### Short exercise
Copy the following lines word for word, starting at the line that contains "look for wet" and ending at the last line of the entries.

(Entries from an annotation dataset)
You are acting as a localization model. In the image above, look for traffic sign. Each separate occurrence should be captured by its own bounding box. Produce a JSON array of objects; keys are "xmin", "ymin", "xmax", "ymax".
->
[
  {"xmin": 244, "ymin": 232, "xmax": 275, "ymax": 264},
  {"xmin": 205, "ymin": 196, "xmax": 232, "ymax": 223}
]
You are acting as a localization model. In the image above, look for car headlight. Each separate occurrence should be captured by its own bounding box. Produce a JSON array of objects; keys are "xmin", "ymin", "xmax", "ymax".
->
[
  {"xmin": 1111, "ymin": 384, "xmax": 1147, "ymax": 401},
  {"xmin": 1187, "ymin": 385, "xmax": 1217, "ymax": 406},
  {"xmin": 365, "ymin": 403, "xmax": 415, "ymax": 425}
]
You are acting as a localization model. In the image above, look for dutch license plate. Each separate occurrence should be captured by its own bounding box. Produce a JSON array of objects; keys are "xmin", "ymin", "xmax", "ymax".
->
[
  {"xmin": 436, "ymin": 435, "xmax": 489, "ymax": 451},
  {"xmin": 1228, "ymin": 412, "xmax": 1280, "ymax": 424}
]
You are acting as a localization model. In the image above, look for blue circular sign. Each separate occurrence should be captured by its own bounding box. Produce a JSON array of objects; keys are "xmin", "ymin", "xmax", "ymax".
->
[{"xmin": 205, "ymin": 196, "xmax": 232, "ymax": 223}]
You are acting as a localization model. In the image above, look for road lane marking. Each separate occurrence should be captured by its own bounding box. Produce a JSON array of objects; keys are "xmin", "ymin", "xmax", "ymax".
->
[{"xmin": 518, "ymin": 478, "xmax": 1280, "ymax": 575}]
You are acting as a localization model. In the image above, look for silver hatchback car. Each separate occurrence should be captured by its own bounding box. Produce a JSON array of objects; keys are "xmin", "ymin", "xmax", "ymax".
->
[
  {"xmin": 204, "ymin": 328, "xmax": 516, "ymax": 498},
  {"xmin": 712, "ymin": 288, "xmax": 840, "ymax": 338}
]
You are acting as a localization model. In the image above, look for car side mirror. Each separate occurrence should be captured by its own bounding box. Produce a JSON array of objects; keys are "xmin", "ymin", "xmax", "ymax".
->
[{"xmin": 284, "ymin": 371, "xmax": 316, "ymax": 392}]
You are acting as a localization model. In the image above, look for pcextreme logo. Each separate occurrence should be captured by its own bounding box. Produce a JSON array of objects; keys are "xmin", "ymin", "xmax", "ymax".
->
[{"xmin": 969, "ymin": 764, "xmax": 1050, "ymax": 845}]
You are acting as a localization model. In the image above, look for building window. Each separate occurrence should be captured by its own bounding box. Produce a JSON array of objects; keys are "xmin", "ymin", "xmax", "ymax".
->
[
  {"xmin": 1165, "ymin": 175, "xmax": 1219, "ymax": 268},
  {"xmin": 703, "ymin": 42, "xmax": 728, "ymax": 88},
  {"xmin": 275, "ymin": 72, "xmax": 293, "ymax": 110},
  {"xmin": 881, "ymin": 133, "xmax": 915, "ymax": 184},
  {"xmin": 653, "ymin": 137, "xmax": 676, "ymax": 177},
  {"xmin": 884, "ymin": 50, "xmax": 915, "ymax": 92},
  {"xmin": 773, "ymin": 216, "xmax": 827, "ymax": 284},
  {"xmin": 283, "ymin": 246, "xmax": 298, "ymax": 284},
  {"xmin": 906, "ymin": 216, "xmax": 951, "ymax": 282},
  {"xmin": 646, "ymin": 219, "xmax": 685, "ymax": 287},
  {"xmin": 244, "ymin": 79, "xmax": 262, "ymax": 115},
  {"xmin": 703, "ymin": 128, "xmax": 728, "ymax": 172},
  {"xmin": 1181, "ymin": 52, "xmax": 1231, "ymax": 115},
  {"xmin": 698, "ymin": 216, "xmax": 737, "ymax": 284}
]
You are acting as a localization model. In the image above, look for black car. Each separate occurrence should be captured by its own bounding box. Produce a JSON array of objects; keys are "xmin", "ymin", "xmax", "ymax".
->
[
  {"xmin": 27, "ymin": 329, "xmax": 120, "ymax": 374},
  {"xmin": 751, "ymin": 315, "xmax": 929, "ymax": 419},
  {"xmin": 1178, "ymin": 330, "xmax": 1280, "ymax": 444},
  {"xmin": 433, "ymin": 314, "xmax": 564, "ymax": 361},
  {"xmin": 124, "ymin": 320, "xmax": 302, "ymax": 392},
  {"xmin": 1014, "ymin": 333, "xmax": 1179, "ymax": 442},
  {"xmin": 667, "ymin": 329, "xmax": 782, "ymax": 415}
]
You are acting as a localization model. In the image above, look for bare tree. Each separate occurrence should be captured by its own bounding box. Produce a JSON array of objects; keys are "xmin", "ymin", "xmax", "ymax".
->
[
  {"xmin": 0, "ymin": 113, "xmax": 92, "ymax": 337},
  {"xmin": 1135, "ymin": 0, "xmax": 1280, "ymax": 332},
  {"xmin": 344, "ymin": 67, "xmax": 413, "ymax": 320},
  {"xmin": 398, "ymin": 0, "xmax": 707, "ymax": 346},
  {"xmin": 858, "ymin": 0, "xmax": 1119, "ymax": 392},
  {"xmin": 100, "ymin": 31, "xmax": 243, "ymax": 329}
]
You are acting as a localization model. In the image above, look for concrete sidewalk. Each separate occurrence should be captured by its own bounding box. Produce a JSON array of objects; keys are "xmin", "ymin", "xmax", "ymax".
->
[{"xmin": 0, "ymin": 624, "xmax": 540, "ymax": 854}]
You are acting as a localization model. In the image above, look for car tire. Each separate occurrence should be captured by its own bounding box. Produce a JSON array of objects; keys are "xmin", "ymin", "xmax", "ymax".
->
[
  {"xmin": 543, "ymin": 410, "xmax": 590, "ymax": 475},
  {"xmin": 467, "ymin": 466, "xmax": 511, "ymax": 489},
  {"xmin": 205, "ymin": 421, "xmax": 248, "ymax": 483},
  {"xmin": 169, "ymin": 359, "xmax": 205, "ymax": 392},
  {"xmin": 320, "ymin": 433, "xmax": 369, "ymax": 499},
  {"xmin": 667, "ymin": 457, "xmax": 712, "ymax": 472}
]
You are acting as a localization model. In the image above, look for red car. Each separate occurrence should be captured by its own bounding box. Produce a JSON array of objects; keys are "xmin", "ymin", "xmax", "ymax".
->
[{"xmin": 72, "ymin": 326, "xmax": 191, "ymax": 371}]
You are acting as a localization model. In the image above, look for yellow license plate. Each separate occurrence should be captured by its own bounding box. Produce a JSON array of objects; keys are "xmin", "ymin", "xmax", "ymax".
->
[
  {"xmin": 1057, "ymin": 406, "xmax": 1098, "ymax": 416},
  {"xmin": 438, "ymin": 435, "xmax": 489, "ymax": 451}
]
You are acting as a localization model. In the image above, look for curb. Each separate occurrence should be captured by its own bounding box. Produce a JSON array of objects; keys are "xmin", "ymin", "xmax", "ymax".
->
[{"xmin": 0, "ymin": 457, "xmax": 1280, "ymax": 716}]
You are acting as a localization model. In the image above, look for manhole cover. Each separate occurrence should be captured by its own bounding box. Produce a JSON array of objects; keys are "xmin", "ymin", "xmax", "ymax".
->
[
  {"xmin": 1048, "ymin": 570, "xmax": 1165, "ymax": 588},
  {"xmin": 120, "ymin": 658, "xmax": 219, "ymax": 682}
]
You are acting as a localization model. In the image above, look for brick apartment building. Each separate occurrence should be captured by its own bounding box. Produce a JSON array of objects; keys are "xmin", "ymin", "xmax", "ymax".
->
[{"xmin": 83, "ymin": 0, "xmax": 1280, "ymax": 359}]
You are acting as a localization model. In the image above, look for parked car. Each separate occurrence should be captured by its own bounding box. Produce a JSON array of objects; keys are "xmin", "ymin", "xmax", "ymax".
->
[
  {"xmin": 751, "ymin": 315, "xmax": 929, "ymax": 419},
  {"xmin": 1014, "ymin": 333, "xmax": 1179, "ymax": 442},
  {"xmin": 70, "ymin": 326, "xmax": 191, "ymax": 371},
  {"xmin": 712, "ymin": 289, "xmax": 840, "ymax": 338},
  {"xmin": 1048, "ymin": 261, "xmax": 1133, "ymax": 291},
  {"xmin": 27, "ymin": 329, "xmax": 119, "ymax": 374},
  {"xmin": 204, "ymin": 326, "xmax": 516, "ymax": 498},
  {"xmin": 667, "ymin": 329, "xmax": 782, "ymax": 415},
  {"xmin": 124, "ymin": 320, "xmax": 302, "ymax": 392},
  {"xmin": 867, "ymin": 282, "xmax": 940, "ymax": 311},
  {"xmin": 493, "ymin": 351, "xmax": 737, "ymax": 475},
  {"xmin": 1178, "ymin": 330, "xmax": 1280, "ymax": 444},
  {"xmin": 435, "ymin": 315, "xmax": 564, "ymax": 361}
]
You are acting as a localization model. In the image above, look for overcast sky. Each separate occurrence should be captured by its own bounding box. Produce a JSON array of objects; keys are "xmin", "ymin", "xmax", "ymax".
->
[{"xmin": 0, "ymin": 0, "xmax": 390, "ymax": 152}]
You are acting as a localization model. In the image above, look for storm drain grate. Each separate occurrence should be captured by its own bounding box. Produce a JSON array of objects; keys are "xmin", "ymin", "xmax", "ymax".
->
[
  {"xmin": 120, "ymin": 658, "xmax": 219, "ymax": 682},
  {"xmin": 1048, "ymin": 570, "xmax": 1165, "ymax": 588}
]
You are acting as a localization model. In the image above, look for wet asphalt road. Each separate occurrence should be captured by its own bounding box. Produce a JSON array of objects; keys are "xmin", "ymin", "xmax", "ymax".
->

### Exercise answer
You are acting as a localization model. In the image above, look for wet asphalt road. Each separate occurrence should be captured by its own bounding box. Produce a JSON array of objects; keys are "xmin", "ymin", "xmax", "ymax".
->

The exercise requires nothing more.